• PASSAGE PROVIDED:
______
Songhay Publications and the Concept of the Index

What you are reading now is a Songhay Publication, this Blog. A Songhay Publication centers around the Document [GitHub]. Several Document instances can be grouped under one or more Segment [GitHub] instances. Further up the hierarchy, a Segment can group other Segment instances. Here is a diagram of the Segment, the Document (and the Fragment) to confuse almost everyone including me:

Songhay Publications Class Diagram

Some of the confusion comes from legacy Entity Framework concerns, specifically the use of ICollection<T> and other association properties. When I simplify my life with small-scale use of static JSON files, we can remove our concern for defining associations. Moreover, my small-scale use of Markdown eliminates the need (almost entirely) for Fragment. After all of this removing and eliminating, at least I can understand why I have the core interfaces, ISegment [GitHub] and IDocument [GitHub], of Songhay Publications:

Songhay Publications Interfaces

the Web Publication Index

Compiling a collection of ISegment groups into a file renders an Publication Index. Meanwhile, in the real world, there is the confusion between a “table of contents” and an Index. As of this writing in the Songhay studio, we avoid this confusion by defining an Index here and looking forward to defining a Keyword Index (which is a real-world index).
______
• DATA LINES:

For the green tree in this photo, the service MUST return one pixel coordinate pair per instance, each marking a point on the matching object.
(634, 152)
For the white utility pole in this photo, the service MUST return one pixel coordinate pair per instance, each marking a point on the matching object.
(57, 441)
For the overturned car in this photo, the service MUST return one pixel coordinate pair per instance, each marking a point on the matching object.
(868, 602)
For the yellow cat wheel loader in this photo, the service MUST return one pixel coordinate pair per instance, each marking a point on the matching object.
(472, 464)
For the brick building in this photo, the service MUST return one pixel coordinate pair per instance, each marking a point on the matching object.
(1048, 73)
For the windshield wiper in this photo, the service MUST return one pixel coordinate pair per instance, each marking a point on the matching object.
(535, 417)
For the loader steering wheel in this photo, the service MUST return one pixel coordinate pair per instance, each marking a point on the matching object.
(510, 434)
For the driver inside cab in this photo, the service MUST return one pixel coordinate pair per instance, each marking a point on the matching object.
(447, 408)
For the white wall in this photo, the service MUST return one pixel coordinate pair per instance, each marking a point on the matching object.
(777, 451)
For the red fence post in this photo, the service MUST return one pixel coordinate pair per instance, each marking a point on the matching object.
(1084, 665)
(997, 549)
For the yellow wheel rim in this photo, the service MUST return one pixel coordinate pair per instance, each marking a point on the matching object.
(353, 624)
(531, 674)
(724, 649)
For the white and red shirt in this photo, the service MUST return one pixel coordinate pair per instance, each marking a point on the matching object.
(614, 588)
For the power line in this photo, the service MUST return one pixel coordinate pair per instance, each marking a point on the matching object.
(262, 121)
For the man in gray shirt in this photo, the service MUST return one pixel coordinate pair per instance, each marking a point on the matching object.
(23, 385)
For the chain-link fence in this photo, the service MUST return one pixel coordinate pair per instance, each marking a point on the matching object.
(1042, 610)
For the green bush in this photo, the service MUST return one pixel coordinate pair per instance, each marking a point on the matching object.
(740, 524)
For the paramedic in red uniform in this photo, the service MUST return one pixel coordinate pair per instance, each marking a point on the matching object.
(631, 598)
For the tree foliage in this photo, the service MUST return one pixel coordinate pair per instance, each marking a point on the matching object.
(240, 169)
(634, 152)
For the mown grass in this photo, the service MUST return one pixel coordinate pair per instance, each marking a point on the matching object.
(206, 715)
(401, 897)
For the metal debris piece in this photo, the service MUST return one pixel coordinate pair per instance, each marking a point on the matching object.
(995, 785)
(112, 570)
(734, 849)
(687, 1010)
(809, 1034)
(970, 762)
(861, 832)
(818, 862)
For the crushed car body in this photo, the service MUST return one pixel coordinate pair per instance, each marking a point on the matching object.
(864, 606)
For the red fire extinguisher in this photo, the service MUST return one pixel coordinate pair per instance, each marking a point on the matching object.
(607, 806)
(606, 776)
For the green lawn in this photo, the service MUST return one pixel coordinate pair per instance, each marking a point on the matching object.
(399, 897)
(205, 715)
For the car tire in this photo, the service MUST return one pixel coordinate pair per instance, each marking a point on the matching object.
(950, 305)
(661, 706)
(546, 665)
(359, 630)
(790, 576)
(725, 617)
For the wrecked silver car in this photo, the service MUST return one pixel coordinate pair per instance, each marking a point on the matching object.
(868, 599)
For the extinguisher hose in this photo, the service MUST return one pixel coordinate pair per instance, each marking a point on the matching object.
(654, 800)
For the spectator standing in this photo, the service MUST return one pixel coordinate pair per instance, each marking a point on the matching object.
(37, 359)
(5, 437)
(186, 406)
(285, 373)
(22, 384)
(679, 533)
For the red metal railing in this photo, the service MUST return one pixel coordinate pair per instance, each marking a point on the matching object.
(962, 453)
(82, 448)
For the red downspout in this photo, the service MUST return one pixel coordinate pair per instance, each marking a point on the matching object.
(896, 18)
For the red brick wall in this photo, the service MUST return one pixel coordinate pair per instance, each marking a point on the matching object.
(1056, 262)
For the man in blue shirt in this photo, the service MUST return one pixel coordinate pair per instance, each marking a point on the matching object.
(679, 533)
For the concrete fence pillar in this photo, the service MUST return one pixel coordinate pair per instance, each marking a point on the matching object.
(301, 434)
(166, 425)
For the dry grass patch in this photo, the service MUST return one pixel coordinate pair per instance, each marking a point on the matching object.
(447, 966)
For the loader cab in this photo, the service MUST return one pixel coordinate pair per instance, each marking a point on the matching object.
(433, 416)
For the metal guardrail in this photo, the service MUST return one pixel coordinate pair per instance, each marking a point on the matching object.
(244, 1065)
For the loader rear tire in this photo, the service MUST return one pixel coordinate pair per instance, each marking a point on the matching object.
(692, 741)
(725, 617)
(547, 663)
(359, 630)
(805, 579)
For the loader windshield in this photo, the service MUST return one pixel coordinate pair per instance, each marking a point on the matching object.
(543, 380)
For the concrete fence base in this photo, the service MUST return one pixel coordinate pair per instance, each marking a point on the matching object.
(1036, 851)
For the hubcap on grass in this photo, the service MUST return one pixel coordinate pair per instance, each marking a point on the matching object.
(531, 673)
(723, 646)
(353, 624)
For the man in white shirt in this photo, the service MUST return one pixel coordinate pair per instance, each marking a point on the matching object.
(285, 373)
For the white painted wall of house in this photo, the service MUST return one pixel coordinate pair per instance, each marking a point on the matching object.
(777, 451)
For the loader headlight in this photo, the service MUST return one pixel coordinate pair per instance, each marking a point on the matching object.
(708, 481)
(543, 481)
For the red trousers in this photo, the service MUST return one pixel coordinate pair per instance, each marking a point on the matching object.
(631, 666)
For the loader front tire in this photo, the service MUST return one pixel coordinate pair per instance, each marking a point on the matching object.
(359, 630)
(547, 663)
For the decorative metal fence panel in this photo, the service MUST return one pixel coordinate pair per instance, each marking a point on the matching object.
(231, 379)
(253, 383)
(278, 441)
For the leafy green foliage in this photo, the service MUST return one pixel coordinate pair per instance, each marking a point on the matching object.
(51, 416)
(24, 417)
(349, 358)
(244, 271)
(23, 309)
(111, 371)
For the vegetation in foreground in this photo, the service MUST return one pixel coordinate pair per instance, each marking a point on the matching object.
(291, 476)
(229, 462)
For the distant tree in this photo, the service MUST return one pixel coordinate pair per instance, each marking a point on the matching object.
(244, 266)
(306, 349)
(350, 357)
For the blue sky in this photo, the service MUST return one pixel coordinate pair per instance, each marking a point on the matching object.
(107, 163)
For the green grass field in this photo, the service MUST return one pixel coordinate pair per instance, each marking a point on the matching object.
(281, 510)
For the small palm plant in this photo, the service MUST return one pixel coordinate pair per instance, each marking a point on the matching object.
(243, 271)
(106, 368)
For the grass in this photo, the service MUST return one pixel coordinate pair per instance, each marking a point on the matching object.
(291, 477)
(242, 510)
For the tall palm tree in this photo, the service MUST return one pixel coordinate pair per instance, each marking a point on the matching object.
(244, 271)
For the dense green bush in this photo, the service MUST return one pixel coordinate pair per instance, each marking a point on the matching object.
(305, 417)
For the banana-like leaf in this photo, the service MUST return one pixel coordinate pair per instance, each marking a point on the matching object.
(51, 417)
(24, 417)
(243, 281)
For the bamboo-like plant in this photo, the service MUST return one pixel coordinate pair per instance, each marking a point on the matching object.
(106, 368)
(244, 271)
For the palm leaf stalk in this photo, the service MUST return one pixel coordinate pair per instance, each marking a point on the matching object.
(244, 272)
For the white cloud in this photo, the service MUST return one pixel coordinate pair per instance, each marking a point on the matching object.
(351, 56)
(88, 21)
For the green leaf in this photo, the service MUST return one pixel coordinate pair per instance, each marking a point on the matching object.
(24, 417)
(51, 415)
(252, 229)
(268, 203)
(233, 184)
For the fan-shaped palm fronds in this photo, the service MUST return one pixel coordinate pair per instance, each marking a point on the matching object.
______
• PROBLEMS:
1. Return the text of the passage on Songhay Publications from "the Web Publication" up to and including "a real-world index).", word for word.
2. In the passage on Songhay Publications, what does compiling a collection of ISegment groups into a file render?
The rows have no connection to the passage on Songhay Publications.

• OUTPUTS FOR THE TASKS:
1.
the Web Publication Index

Compiling a collection of ISegment groups into a file renders an Publication Index. Meanwhile, in the real world, there is the confusion between a “table of contents” and an Index. As of this writing in the Songhay studio, we avoid this confusion by defining an Index here and looking forward to defining a Keyword Index (which is a real-world index).

2. A Publication Index.